*Task statement:* In the records below, find the line that contains "Can you find the sidewalk". Retype that line and all the lines after it through the end, leaving out the pictures.

Coordinate labeling data

★ ★ ★

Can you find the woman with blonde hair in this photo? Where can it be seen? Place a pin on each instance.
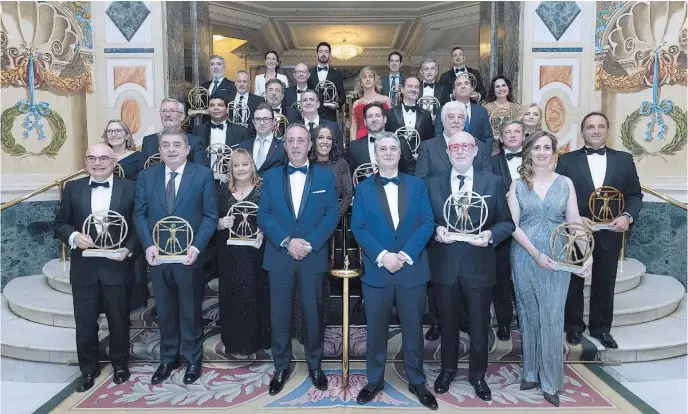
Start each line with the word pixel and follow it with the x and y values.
pixel 540 200
pixel 368 86
pixel 244 293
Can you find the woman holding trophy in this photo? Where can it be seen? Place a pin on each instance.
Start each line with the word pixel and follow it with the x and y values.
pixel 244 292
pixel 540 201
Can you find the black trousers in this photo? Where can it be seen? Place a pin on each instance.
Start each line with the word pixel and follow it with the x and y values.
pixel 504 307
pixel 88 302
pixel 178 293
pixel 477 303
pixel 604 266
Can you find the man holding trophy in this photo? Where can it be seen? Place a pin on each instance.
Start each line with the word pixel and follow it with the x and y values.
pixel 95 216
pixel 175 216
pixel 471 217
pixel 591 168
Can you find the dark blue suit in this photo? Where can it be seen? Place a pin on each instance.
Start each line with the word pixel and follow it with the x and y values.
pixel 372 226
pixel 178 288
pixel 317 219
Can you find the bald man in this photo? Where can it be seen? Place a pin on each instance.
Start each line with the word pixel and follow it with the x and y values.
pixel 98 282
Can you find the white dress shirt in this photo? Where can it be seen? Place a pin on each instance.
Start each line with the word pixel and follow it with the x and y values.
pixel 598 168
pixel 100 202
pixel 297 182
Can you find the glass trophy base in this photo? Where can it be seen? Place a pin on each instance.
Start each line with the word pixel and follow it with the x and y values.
pixel 170 259
pixel 108 254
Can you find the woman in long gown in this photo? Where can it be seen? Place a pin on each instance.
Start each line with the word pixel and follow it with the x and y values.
pixel 539 201
pixel 244 293
pixel 369 86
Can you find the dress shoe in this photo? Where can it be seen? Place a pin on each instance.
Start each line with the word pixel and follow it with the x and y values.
pixel 87 381
pixel 433 333
pixel 424 396
pixel 606 339
pixel 163 372
pixel 573 337
pixel 121 375
pixel 193 372
pixel 319 379
pixel 552 399
pixel 367 394
pixel 527 385
pixel 482 390
pixel 444 380
pixel 503 333
pixel 278 381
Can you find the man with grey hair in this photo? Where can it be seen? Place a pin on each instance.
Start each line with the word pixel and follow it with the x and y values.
pixel 172 115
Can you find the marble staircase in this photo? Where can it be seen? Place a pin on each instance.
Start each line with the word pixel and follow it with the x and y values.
pixel 649 316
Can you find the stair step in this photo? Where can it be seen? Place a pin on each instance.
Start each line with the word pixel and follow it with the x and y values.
pixel 655 297
pixel 23 339
pixel 660 339
pixel 57 274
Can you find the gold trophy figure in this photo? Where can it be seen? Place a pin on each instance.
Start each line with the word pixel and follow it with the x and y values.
pixel 244 231
pixel 605 204
pixel 175 247
pixel 110 228
pixel 364 171
pixel 457 214
pixel 411 136
pixel 571 245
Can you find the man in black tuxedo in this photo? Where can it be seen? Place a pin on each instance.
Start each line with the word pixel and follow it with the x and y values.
pixel 408 114
pixel 394 62
pixel 219 85
pixel 184 189
pixel 505 165
pixel 593 166
pixel 466 270
pixel 274 96
pixel 98 283
pixel 267 151
pixel 322 71
pixel 171 116
pixel 310 102
pixel 459 66
pixel 293 93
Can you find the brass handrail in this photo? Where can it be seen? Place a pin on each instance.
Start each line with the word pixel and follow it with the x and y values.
pixel 664 197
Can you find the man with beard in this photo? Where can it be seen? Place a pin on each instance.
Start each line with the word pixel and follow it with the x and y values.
pixel 323 72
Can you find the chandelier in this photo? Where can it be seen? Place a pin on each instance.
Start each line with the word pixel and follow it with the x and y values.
pixel 345 51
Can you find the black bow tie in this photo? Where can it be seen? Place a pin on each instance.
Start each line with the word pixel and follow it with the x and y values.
pixel 95 184
pixel 393 180
pixel 291 169
pixel 590 151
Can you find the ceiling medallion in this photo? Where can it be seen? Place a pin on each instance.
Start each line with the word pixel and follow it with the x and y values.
pixel 345 51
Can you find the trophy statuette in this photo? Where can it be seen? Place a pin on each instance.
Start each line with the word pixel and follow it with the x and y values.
pixel 166 238
pixel 111 229
pixel 605 204
pixel 457 214
pixel 562 243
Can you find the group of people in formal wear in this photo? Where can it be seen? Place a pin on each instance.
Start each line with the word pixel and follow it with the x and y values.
pixel 302 184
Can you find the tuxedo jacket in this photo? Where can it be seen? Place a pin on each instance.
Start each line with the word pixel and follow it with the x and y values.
pixel 276 156
pixel 197 153
pixel 620 174
pixel 476 264
pixel 334 76
pixel 395 120
pixel 357 155
pixel 75 207
pixel 373 229
pixel 449 77
pixel 195 202
pixel 318 217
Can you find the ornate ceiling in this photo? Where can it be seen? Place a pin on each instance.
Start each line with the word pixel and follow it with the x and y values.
pixel 293 29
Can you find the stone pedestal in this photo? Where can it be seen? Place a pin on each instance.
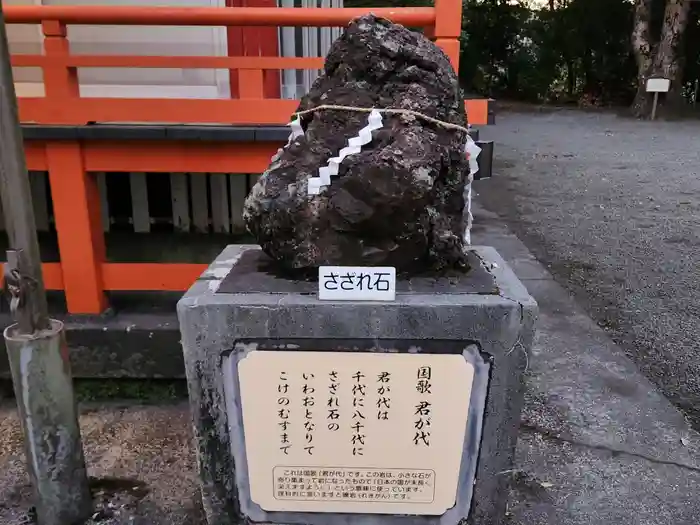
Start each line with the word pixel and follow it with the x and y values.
pixel 319 412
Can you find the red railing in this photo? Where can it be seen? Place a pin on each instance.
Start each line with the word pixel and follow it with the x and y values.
pixel 83 271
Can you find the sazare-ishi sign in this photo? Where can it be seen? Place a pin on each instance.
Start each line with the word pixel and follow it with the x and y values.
pixel 354 432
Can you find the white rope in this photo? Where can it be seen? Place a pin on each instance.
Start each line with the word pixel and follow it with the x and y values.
pixel 388 111
pixel 472 151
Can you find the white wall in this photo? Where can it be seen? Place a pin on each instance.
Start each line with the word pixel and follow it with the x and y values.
pixel 131 40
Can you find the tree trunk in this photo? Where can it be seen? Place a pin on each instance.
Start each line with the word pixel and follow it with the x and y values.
pixel 662 59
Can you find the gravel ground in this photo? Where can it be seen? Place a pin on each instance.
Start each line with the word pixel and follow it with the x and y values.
pixel 612 207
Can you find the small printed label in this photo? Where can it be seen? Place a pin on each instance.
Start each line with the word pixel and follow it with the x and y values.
pixel 356 283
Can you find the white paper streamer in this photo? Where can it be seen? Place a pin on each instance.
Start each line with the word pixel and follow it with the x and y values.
pixel 364 136
pixel 472 151
pixel 297 131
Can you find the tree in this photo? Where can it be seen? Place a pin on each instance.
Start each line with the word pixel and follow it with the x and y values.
pixel 659 53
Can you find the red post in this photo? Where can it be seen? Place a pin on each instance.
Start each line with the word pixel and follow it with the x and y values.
pixel 76 199
pixel 448 28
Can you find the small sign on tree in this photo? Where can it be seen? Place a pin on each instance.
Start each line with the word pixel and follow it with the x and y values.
pixel 657 85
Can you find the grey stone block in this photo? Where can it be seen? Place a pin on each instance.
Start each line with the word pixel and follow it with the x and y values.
pixel 493 325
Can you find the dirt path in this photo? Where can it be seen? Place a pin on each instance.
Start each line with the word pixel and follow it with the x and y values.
pixel 612 207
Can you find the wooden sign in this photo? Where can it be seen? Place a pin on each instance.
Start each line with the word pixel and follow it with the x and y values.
pixel 354 432
pixel 658 85
pixel 357 283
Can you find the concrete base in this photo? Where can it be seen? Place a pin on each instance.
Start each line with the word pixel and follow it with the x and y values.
pixel 229 305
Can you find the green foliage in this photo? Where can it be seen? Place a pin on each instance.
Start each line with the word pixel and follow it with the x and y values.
pixel 579 49
pixel 567 51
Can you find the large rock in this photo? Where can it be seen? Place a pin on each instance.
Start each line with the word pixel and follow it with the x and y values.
pixel 399 201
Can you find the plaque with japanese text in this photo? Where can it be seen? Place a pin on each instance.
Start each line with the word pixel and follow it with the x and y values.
pixel 354 432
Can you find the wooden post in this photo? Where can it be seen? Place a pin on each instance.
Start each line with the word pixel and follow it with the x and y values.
pixel 35 344
pixel 448 28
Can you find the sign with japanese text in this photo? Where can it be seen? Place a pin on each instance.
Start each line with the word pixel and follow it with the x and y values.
pixel 356 432
pixel 356 283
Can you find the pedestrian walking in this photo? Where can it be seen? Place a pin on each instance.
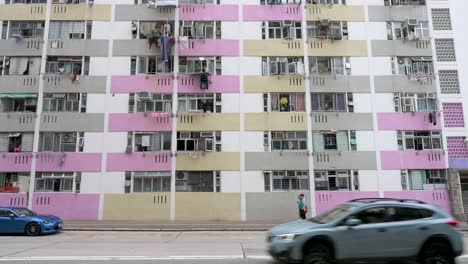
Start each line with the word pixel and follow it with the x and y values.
pixel 302 206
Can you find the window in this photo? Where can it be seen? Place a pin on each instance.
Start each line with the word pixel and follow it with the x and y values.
pixel 55 182
pixel 151 182
pixel 427 179
pixel 329 102
pixel 413 66
pixel 59 142
pixel 282 66
pixel 287 102
pixel 197 65
pixel 195 181
pixel 326 65
pixel 160 141
pixel 61 102
pixel 420 140
pixel 332 180
pixel 154 103
pixel 287 180
pixel 196 103
pixel 26 29
pixel 64 65
pixel 67 30
pixel 153 65
pixel 18 103
pixel 415 102
pixel 445 50
pixel 290 140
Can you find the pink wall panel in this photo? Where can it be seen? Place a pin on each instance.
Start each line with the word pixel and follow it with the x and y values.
pixel 13 199
pixel 219 84
pixel 139 161
pixel 424 159
pixel 453 115
pixel 440 197
pixel 154 83
pixel 209 12
pixel 209 47
pixel 406 121
pixel 140 122
pixel 272 12
pixel 68 162
pixel 15 162
pixel 326 200
pixel 68 206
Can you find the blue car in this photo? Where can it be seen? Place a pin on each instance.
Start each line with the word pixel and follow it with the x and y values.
pixel 22 220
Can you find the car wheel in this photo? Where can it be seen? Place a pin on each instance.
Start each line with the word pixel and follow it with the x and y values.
pixel 437 253
pixel 318 254
pixel 33 229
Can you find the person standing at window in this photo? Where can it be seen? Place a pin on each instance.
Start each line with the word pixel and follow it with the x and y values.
pixel 302 206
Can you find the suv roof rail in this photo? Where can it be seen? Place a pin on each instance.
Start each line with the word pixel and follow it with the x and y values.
pixel 373 200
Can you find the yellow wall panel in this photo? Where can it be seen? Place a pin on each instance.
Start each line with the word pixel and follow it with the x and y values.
pixel 208 206
pixel 335 12
pixel 276 121
pixel 22 12
pixel 273 47
pixel 137 206
pixel 272 84
pixel 80 12
pixel 356 48
pixel 208 122
pixel 199 161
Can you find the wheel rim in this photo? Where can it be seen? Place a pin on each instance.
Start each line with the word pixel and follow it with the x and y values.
pixel 33 229
pixel 437 254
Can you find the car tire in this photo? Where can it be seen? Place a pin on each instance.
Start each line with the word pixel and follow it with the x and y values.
pixel 33 229
pixel 437 252
pixel 318 254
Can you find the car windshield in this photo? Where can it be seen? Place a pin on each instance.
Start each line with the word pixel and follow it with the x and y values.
pixel 333 214
pixel 24 212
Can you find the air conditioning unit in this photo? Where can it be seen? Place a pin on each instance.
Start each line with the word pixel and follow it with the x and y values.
pixel 144 96
pixel 184 135
pixel 182 176
pixel 411 22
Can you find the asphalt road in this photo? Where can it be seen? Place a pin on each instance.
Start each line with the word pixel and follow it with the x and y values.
pixel 141 248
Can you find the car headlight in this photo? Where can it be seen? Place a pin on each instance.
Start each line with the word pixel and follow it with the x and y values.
pixel 288 237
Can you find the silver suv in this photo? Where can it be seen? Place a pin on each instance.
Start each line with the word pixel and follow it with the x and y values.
pixel 372 230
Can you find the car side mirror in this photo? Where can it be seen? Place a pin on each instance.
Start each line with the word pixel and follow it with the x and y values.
pixel 353 222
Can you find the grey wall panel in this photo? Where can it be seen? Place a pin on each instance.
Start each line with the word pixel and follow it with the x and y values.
pixel 78 47
pixel 69 122
pixel 142 13
pixel 400 48
pixel 64 84
pixel 396 13
pixel 276 160
pixel 17 122
pixel 19 84
pixel 340 83
pixel 402 83
pixel 274 206
pixel 135 47
pixel 10 47
pixel 346 160
pixel 341 121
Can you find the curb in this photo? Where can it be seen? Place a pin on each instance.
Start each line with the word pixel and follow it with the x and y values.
pixel 104 229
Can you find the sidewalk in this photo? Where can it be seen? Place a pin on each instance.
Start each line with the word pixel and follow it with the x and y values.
pixel 166 226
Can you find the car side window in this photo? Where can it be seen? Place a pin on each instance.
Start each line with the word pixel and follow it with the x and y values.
pixel 399 214
pixel 372 215
pixel 4 213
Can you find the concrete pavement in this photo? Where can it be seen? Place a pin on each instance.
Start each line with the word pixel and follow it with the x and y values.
pixel 87 247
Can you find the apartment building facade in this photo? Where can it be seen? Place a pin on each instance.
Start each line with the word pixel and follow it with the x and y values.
pixel 228 109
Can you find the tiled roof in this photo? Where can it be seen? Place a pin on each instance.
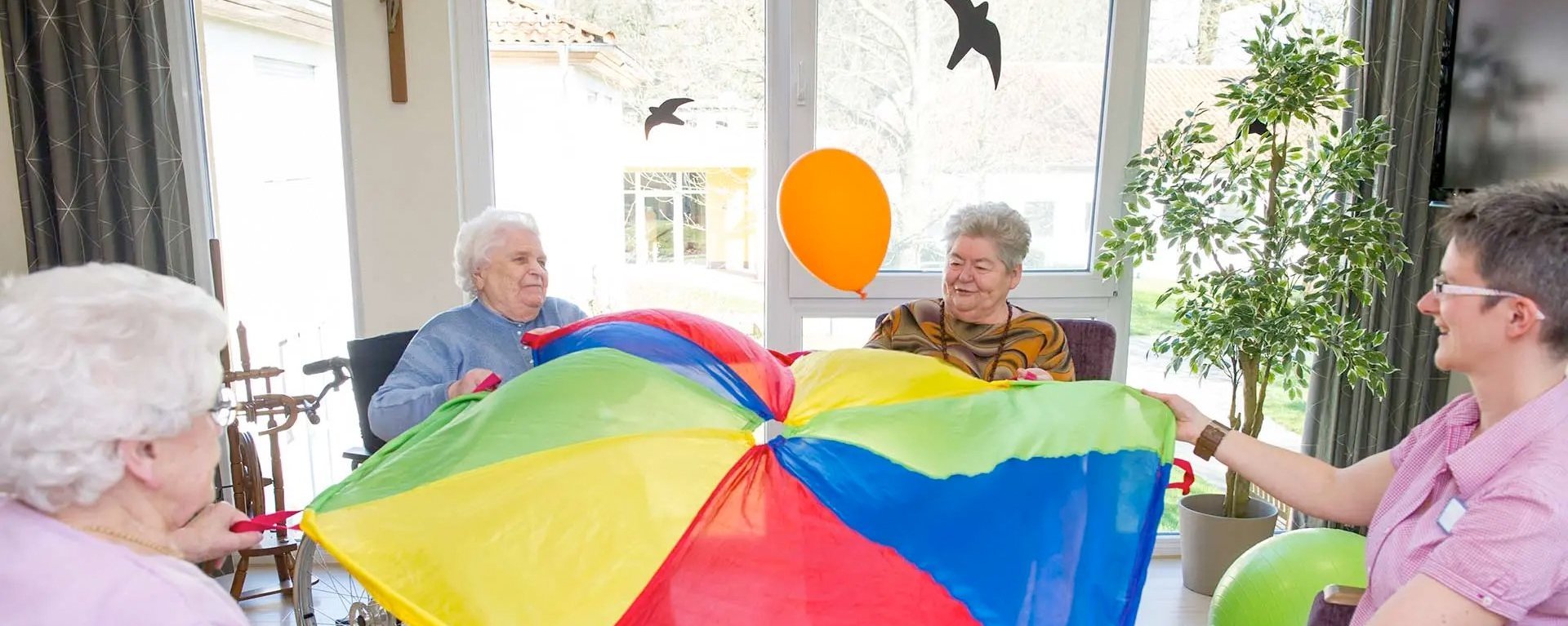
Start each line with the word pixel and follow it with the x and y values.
pixel 523 22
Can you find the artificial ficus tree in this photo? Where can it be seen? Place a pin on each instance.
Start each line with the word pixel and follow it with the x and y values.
pixel 1271 223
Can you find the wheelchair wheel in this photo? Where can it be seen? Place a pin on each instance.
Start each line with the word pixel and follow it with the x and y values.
pixel 325 595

★ ★ ★

*Written answer:*
Can you find the sidewalk in this photo? Where can it be seen? Place a pin on each instance.
Start each line with the word pixel and follow it with the x and y values.
pixel 166 226
Can you find the car side window in this photo? Where can it be seen? Place a pin on each instance.
Start each line with the word pixel and follow it with the x and y values.
pixel 399 214
pixel 372 215
pixel 4 213
Can you find the concrete pavement in this photo? Where can it be seen? Place a pin on each instance.
Start each line with the word pixel and follow it with the x and y values.
pixel 87 247
Can you find the apartment building facade in this photo? Where can it be seen? Place a pin on each instance.
Start each line with the word pixel and follow it with the x and y values.
pixel 228 109
Can you find the tiled roof in this photo? Where can it be seen? Place a pin on each instance.
Start each line with the word pixel and follow it with the x and y values.
pixel 523 22
Can you find the artificial ficus tree in this photo? Where can it be seen? Place a pin on each instance.
Start each line with the word pixel and follow it with the x and y values.
pixel 1271 223
Can you find the wheelchair wheel in this photo? Where can it be seen? Place a pin on each instance.
Start each line with the word pixel and follow it with the x and y values.
pixel 325 595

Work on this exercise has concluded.